### EXERCISE AIM
Rewrite the stretch of the listing from the line containing "Target = tree line" through the line containing "x=146 y=105", replacing "Wanted" with "Requested" and keeping everything else the same. Give only those lines.
***** DATASET CONTENT
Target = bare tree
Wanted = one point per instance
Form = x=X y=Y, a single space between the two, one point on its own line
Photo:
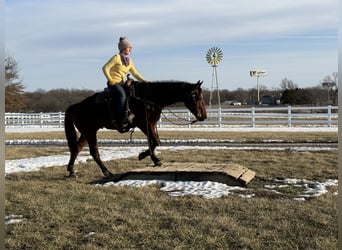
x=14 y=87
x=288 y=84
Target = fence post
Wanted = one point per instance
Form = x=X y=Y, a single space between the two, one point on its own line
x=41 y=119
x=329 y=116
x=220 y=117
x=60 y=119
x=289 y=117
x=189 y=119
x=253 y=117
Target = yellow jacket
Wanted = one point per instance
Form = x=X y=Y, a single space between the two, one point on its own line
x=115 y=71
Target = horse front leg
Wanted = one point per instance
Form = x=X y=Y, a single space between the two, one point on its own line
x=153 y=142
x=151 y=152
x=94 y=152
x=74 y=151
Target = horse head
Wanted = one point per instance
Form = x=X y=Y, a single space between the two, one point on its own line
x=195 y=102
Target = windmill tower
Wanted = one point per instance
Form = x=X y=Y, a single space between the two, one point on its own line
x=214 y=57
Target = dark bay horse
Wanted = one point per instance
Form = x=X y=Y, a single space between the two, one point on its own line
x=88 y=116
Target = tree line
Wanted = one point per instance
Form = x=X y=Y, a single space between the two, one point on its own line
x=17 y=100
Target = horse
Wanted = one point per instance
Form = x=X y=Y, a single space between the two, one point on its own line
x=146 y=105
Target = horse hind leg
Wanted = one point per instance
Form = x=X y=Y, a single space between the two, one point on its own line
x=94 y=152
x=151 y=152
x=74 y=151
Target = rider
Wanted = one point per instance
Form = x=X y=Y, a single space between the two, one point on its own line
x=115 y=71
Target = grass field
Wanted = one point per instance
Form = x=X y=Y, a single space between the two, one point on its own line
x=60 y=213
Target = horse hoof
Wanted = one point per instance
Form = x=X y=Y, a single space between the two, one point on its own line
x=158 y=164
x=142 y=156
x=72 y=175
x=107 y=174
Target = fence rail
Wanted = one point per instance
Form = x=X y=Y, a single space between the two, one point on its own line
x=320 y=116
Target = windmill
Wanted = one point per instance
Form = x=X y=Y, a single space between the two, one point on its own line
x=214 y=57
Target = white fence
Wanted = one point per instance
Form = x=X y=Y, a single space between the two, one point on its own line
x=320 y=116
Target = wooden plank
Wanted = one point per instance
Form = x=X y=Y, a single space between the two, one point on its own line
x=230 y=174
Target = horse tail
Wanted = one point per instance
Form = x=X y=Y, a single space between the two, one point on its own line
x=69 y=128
**********
### TASK OUTPUT
Target = tree line
Requested = one point per instance
Form = x=X y=Y, a single space between the two, one point on its own line
x=17 y=100
Target = horse
Requested = one point per instance
Form = x=X y=Y, a single space between the two, one point on its own line
x=146 y=105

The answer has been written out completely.